### [Text section]
The next session to read J.D. Salinger's Catcher in the Rye will be held on June 5, 2009, same time, 5:30 pm, and same place, DC Books on Chittoor Road opposite the YMCA. Thommo will be traveling. Tentatively the next session after that on Poetry will be held on July 3.

Sunday, 22 March 2009

'Rabbit is Rich' by John Updike

 Amita, Joe, Talitha, KumKum, Thommo, and Bobby

The group had a ripping session on Friday Mar 20, 2009. Updike's novel, Rabbit is Rich, provoked such intense discussions that we went on for two hours. It was the first time we were reading an American author.

Everyone had prepared insightful readings, and we were quite animated, discussing various issues the novel brings up: sex mores, father-son relationships, women as sex-objects, humour, the interior monologue style of writing, instances where Harry Angstrom fades out and Updike interjects himself into the novel, poetic passages, soft porn, and other issues.

### [Tasks for this exercise]
[A] State whether each statement agrees with the reading group post, answering yes or no and quoting the deciding words: (i) the Catcher in the Rye session will meet at 5:30 pm at DC Books; (ii) the group had read an American author before Rabbit is Rich; (iii) the discussion of Rabbit is Rich lasted one hour.
[B] According to the reading group post, on what day was the session on Rabbit is Rich held?
[C] Extend the reading group post past its final sentence.
The records have no connection to the reading group post.

### [Supplied information]
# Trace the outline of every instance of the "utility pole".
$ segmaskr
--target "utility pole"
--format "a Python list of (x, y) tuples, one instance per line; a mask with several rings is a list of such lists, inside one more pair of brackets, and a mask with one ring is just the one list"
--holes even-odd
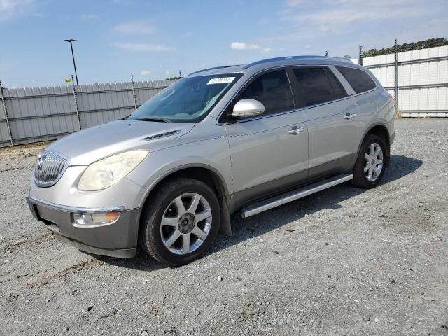
[(69, 40), (64, 40), (66, 42), (69, 42), (70, 43), (70, 48), (71, 49), (71, 58), (73, 59), (73, 66), (75, 68), (75, 78), (76, 78), (76, 85), (79, 85), (79, 83), (78, 83), (78, 74), (76, 73), (76, 64), (75, 63), (75, 55), (73, 52), (73, 42), (78, 42), (78, 40), (74, 40), (73, 38), (70, 38)]

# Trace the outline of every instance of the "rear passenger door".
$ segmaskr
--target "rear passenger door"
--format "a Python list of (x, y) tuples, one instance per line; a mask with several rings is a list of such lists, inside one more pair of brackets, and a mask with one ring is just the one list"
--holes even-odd
[(308, 124), (309, 178), (349, 171), (362, 128), (358, 105), (327, 66), (298, 66), (291, 72)]
[(256, 99), (265, 112), (226, 120), (237, 206), (303, 181), (308, 173), (308, 133), (303, 111), (295, 104), (284, 69), (258, 75), (227, 108)]

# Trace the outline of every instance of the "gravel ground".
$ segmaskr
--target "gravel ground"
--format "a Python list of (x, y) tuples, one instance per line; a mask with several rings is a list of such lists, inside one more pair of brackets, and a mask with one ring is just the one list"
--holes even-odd
[(60, 243), (23, 200), (42, 145), (1, 150), (0, 335), (448, 335), (448, 120), (396, 126), (379, 187), (234, 216), (178, 268)]

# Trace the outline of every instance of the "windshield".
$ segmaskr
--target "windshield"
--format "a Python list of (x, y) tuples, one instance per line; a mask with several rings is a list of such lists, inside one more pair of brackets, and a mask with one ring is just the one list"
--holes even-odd
[(241, 76), (225, 74), (181, 79), (135, 110), (129, 119), (197, 122)]

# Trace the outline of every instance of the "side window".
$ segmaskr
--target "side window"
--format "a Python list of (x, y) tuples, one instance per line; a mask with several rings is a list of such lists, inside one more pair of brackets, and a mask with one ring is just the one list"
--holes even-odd
[(344, 66), (336, 66), (336, 69), (347, 80), (356, 93), (361, 93), (374, 88), (375, 82), (363, 70)]
[(294, 108), (293, 92), (284, 70), (260, 76), (239, 95), (238, 99), (250, 98), (265, 105), (264, 114), (272, 114)]
[(336, 78), (335, 75), (332, 74), (331, 70), (328, 70), (328, 78), (330, 78), (330, 81), (331, 82), (331, 86), (333, 88), (333, 92), (335, 92), (335, 99), (339, 99), (340, 98), (344, 98), (344, 97), (347, 97), (347, 92), (345, 92), (345, 89), (342, 88), (342, 85), (340, 83), (340, 81)]
[[(325, 103), (344, 97), (344, 91), (340, 88), (335, 94), (332, 82), (323, 67), (300, 67), (293, 69), (299, 83), (299, 90), (302, 100), (302, 106), (309, 106)], [(334, 80), (336, 80), (333, 78)], [(335, 84), (337, 84), (336, 82)], [(342, 96), (340, 96), (342, 94)]]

### [Expected responses]
[A]
(i) Yes: "same time, 5:30 pm, and same place, DC Books on Chittoor Road opposite the YMCA"
(ii) No: "It was the first time we were reading an American author."
(iii) No: "we went on for two hours"

[B] Friday Mar 20, 2009

[C]
Shevlin Sebastian of the Indian Express interviewing Talitha

Mr Shevlin Sebastian from the Indian Express newspaper wished to write an article, so we invited him to come along and attend the session. It turned out he was a long-time Updike enthusiast himself, and he participated too, providing such sidelights as Updike's having a different room in his house for each type of composition: one for writing novels, another for reviews, yet another for poetry, and so on. 

His article was published in The New Indian Express, Kochi, on Mar 25, 2009. Here is a link to it: Where Books Steal the Show
Our next session will be Poetry - an all-Shakespeare session on May 1 - his birthday falls on April 23. Indira’s idea of taking up a play once a year, and letting Harold Pinter be the first chosen, was approved. At this session we introduced a new feature, remote participation: Indira who was absent sent in her impressions on e-mail; it was read out first, and the discussion started off in earnest.

Monday, 2 February 2009

Poetry Session on Jan 30, 2009

Thommo, Talitha, KumKum, Indira, and Bobby
The year's first reading was held at DC Books on Jan 30, 2009. This was notable as being the first session where the women did not outnumber the men! But we missed Amita, Jeena, and Shobha. Had they been present the scales would have tipped the other way.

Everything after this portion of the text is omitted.